## TASK PROMPT
Output every one of the rows below word for word, omitting the pictures.

## GIVEN DATA

- - - - - - -

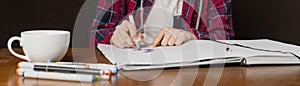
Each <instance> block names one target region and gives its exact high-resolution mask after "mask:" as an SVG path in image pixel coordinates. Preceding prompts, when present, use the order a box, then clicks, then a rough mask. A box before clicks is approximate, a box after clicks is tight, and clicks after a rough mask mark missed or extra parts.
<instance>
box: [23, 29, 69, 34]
mask: <svg viewBox="0 0 300 86" xmlns="http://www.w3.org/2000/svg"><path fill="white" fill-rule="evenodd" d="M36 33H39V34H41V33H48V34H44V35H59V34H70V31H66V30H29V31H23V32H21V34H22V35H37V34H36ZM49 33H50V34H49Z"/></svg>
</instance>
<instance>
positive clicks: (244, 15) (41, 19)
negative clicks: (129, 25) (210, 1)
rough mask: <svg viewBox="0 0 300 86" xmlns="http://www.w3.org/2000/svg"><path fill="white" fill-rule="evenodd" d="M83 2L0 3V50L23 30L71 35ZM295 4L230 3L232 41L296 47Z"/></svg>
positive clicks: (296, 26) (4, 46) (85, 40)
mask: <svg viewBox="0 0 300 86" xmlns="http://www.w3.org/2000/svg"><path fill="white" fill-rule="evenodd" d="M83 3H84V0H2V1H1V3H0V10H1V13H0V24H1V25H0V30H1V31H0V40H1V41H0V48H4V47H6V42H7V40H8V38H9V37H11V36H14V35H17V36H19V35H20V32H21V31H24V30H32V29H62V30H68V31H71V32H72V30H73V28H74V24H75V20H76V17H77V14H78V12H79V10H80V8H81V6H82V4H83ZM299 3H300V0H281V1H274V0H233V3H232V9H233V22H234V30H235V33H236V36H235V37H236V38H235V39H257V38H269V39H273V40H279V41H283V42H288V43H293V44H297V45H300V40H299V38H298V37H300V34H299V33H300V24H299V23H300V22H298V19H300V11H299V9H300V5H299ZM84 33H87V32H84ZM87 42H88V40H87V39H83V40H80V41H78V42H76V46H75V47H87ZM17 45H18V43H14V46H17Z"/></svg>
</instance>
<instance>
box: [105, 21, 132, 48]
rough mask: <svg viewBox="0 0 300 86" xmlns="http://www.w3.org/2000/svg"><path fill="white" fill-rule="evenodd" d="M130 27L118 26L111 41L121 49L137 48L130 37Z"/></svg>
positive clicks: (117, 46)
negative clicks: (129, 31) (123, 48)
mask: <svg viewBox="0 0 300 86" xmlns="http://www.w3.org/2000/svg"><path fill="white" fill-rule="evenodd" d="M128 30H129V29H128V27H126V26H124V25H122V24H121V25H118V26H116V30H115V31H114V34H113V36H112V37H111V39H110V41H111V43H112V44H114V45H116V46H117V47H119V48H126V47H135V45H134V42H133V40H132V39H131V37H130V36H129V35H128V33H127V32H128Z"/></svg>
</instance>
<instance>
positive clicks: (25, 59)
mask: <svg viewBox="0 0 300 86" xmlns="http://www.w3.org/2000/svg"><path fill="white" fill-rule="evenodd" d="M15 40H18V41H20V46H22V42H21V38H20V37H11V38H10V39H9V40H8V42H7V47H8V50H9V52H10V53H11V54H13V55H14V56H16V57H18V58H21V59H24V60H27V61H31V59H30V58H29V57H28V56H25V55H20V54H18V53H16V52H15V51H14V50H13V49H12V47H11V44H12V42H13V41H15Z"/></svg>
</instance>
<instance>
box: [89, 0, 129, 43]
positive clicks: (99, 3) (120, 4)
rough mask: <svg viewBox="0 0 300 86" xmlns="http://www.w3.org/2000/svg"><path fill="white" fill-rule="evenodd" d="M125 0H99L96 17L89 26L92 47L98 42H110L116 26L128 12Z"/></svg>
mask: <svg viewBox="0 0 300 86" xmlns="http://www.w3.org/2000/svg"><path fill="white" fill-rule="evenodd" d="M123 1H124V0H118V1H114V0H99V2H98V5H97V10H96V17H95V18H94V19H93V23H92V24H91V26H90V28H89V31H90V32H89V35H90V42H89V46H90V47H95V46H96V45H97V44H98V43H101V44H108V43H110V42H109V41H110V38H111V36H112V34H113V31H114V30H115V26H116V25H118V23H119V22H120V21H121V20H122V18H123V17H124V16H125V14H126V12H127V11H125V8H126V4H122V3H125V2H123Z"/></svg>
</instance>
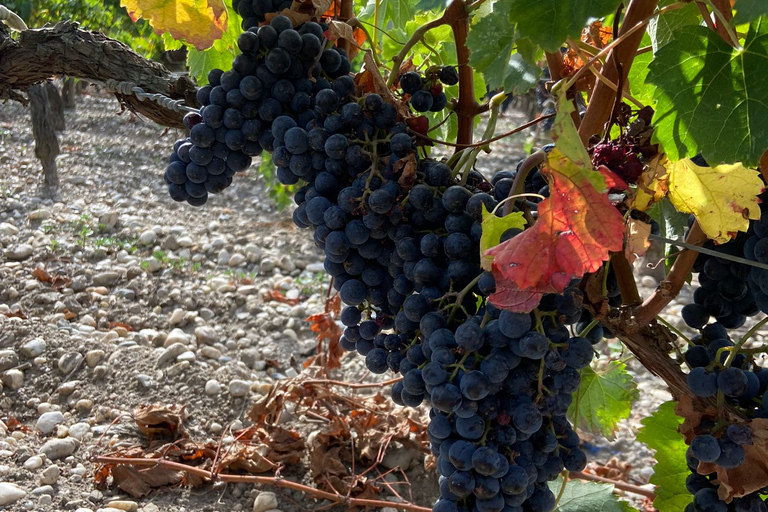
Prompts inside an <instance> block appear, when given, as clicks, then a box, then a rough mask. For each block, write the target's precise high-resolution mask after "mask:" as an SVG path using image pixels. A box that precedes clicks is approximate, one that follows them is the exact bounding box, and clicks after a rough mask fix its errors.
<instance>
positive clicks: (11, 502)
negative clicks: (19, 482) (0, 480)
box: [0, 482, 27, 505]
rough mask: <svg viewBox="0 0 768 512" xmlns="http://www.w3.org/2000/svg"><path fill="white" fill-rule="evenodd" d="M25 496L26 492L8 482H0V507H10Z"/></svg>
mask: <svg viewBox="0 0 768 512" xmlns="http://www.w3.org/2000/svg"><path fill="white" fill-rule="evenodd" d="M26 495H27V491H25V490H24V489H22V488H21V487H19V486H18V485H16V484H12V483H10V482H0V505H10V504H11V503H13V502H14V501H18V500H20V499H21V498H23V497H24V496H26Z"/></svg>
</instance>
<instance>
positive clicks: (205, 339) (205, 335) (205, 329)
mask: <svg viewBox="0 0 768 512" xmlns="http://www.w3.org/2000/svg"><path fill="white" fill-rule="evenodd" d="M195 337H197V341H198V342H200V343H204V344H206V345H213V344H215V343H216V342H217V341H219V333H217V332H216V329H214V328H213V327H211V326H209V325H201V326H200V327H197V328H196V329H195Z"/></svg>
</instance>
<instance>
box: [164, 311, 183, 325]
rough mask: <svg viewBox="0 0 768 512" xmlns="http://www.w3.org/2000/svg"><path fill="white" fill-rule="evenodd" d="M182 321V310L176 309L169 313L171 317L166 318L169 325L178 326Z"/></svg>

- - - - - - -

## COMPLETED TASK
Each <instance> block names one target region and gives its exact high-resolution mask after "mask:" as an SVG path in image pixel coordinates. Preceding prompts, when present, use the order a box, then clicks, then a rough mask. A box before clicks is approximate, a box after clicks is tight, and clicks after a rough mask mark missed or extra parts.
<instance>
box: [23, 29, 69, 34]
mask: <svg viewBox="0 0 300 86" xmlns="http://www.w3.org/2000/svg"><path fill="white" fill-rule="evenodd" d="M36 33H39V34H41V33H48V34H44V35H59V34H70V31H66V30H29V31H23V32H21V34H22V35H37V34H36ZM49 33H50V34H49Z"/></svg>
</instance>
<instance>
positive clicks: (244, 15) (41, 19)
negative clicks: (129, 25) (210, 1)
rough mask: <svg viewBox="0 0 300 86" xmlns="http://www.w3.org/2000/svg"><path fill="white" fill-rule="evenodd" d="M83 2L0 3V50L23 30L71 35ZM295 4L230 3L232 41L296 47Z"/></svg>
positive clicks: (296, 26) (4, 46) (85, 40)
mask: <svg viewBox="0 0 300 86" xmlns="http://www.w3.org/2000/svg"><path fill="white" fill-rule="evenodd" d="M83 3H84V0H2V1H1V3H0V10H1V13H0V24H1V25H0V30H1V31H0V40H1V41H0V48H4V47H6V42H7V40H8V38H9V37H11V36H14V35H17V36H19V35H20V32H21V31H24V30H32V29H62V30H68V31H71V32H72V30H73V28H74V24H75V20H76V17H77V14H78V12H79V10H80V8H81V6H82V4H83ZM299 3H300V0H281V1H274V0H233V3H232V9H233V22H234V30H235V33H236V36H235V37H236V38H235V39H257V38H269V39H273V40H279V41H283V42H288V43H293V44H297V45H300V40H299V38H298V37H300V34H299V33H300V24H299V23H300V22H298V19H300V11H299V9H300V5H299ZM84 33H87V32H84ZM87 42H88V40H87V39H83V40H80V41H78V42H76V46H75V47H87ZM17 45H18V43H14V46H17Z"/></svg>
</instance>
<instance>
box: [105, 21, 132, 48]
rough mask: <svg viewBox="0 0 300 86" xmlns="http://www.w3.org/2000/svg"><path fill="white" fill-rule="evenodd" d="M130 27L118 26L111 41L121 49L137 48L130 37Z"/></svg>
positive clicks: (117, 46)
negative clicks: (129, 31) (123, 48)
mask: <svg viewBox="0 0 300 86" xmlns="http://www.w3.org/2000/svg"><path fill="white" fill-rule="evenodd" d="M128 30H129V29H128V27H126V26H124V25H122V24H121V25H118V26H116V30H115V31H114V34H113V36H112V37H111V39H110V41H111V43H112V44H114V45H116V46H117V47H119V48H126V47H135V45H134V42H133V40H132V39H131V37H130V36H129V35H128V33H127V32H128Z"/></svg>
</instance>
<instance>
positive clicks: (25, 59)
mask: <svg viewBox="0 0 300 86" xmlns="http://www.w3.org/2000/svg"><path fill="white" fill-rule="evenodd" d="M15 40H18V41H20V46H22V42H21V38H20V37H11V38H10V39H9V40H8V42H7V47H8V50H9V52H10V53H11V54H13V55H14V56H16V57H18V58H21V59H24V60H27V61H31V59H30V58H29V57H28V56H25V55H20V54H18V53H16V52H15V51H14V50H13V49H12V47H11V44H12V42H13V41H15Z"/></svg>
</instance>
<instance>
box: [89, 0, 129, 43]
positive clicks: (99, 3) (120, 4)
rough mask: <svg viewBox="0 0 300 86" xmlns="http://www.w3.org/2000/svg"><path fill="white" fill-rule="evenodd" d="M125 0H99L96 17L89 26L92 47L98 42H110L116 26L128 12Z"/></svg>
mask: <svg viewBox="0 0 300 86" xmlns="http://www.w3.org/2000/svg"><path fill="white" fill-rule="evenodd" d="M123 1H124V0H118V1H114V0H99V2H98V5H97V10H96V17H95V18H94V19H93V23H92V24H91V26H90V28H89V31H90V32H89V35H90V42H89V46H90V47H95V46H96V45H97V44H98V43H101V44H108V43H110V42H109V41H110V38H111V36H112V34H113V31H114V30H115V26H116V25H118V23H119V22H120V21H121V20H122V18H123V17H124V16H125V14H126V12H127V11H125V8H126V4H122V3H125V2H123Z"/></svg>
</instance>
Prompts inside an <instance> block appear, when given, as clicks, then a box, then a rough mask. For each block, write the target's precise high-resolution mask after "mask:" as an SVG path using image pixels. A box that precedes clicks is approximate, one that follows them is the exact bounding box, and clicks after a rough mask fix its errors.
<instance>
positive clicks: (11, 502)
negative clicks: (19, 482) (0, 480)
box: [0, 482, 27, 505]
rough mask: <svg viewBox="0 0 768 512" xmlns="http://www.w3.org/2000/svg"><path fill="white" fill-rule="evenodd" d="M25 496L26 492L8 482H0V507H10Z"/></svg>
mask: <svg viewBox="0 0 768 512" xmlns="http://www.w3.org/2000/svg"><path fill="white" fill-rule="evenodd" d="M26 495H27V491H25V490H24V489H22V488H21V487H19V486H18V485H16V484H12V483H10V482H0V505H10V504H11V503H13V502H14V501H18V500H20V499H21V498H23V497H24V496H26Z"/></svg>
</instance>
<instance>
positive clicks: (205, 339) (205, 335) (205, 329)
mask: <svg viewBox="0 0 768 512" xmlns="http://www.w3.org/2000/svg"><path fill="white" fill-rule="evenodd" d="M195 337H197V341H198V342H200V343H204V344H206V345H213V344H215V343H216V342H217V341H219V333H217V332H216V329H214V328H213V327H211V326H209V325H201V326H200V327H197V328H196V329H195Z"/></svg>
</instance>
<instance>
box: [164, 311, 183, 325]
rough mask: <svg viewBox="0 0 768 512" xmlns="http://www.w3.org/2000/svg"><path fill="white" fill-rule="evenodd" d="M182 321V310L176 309L169 313L171 317L166 318L169 325L178 326Z"/></svg>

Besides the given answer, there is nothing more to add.